### TEXT UNDER STUDY
------------------------

Virginia, like Ohio and Florida, is particularly critical for Romney, whose path to the White House would be difficult without the state’s electoral votes.
Both candidates see a path to victory in Virginia.
Obama is counting heavily on his advantages among African American, Latino and female voters, and on his support in Washington’s inner suburbs and the urban centers of Richmond and Hampton Roads.
Romney, meanwhile, hopes to gin up big turnouts in Republican-leaning places such as Chesterfield, near Richmond, and Virginia Beach, as well as in conservative, coal-friendly strongholds in southwest Virginia. The new polling numbers suggest that Romney might be succeeding; he leads overwhelmingly (60 percent to 39 percent) in the central and western regions of the state, much improved from a modest seven-point advantage in mid-September.
“From an economic standpoint, I think the national debt is the key issue,” said Donald Lewis of Salem, in southwest Virginia.
Lewis, a retired middle manager from Norfolk Southern Railway, said he will vote for Romney because he thinks the Republican would do a better job of straightening out the nation’s finances. “We have to concentrate on getting our budget balanced and our debt under control before it turns into riots like in Europe,” he said.
The nation’s fiscal health is one of the few subjects on which Romney holds an advantage over Obama in Virginia.

------------------------

### DATA
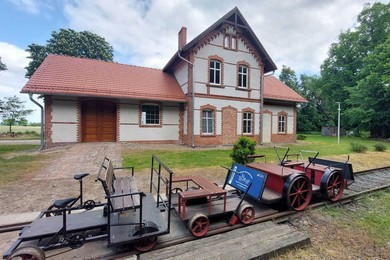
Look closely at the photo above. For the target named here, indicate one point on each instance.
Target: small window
(247, 123)
(207, 122)
(242, 76)
(282, 124)
(234, 43)
(150, 115)
(230, 42)
(215, 72)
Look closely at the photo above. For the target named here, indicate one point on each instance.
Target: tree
(13, 111)
(71, 43)
(350, 76)
(241, 149)
(288, 77)
(312, 115)
(2, 66)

------------------------

### TASK
How does the sentence "Both candidates see a path to victory in Virginia." from the article on the Virginia presidential race read in Spanish?

### ANSWER TO THE EXERCISE
Ambos candidatos ven un camino hacia la victoria en Virginia.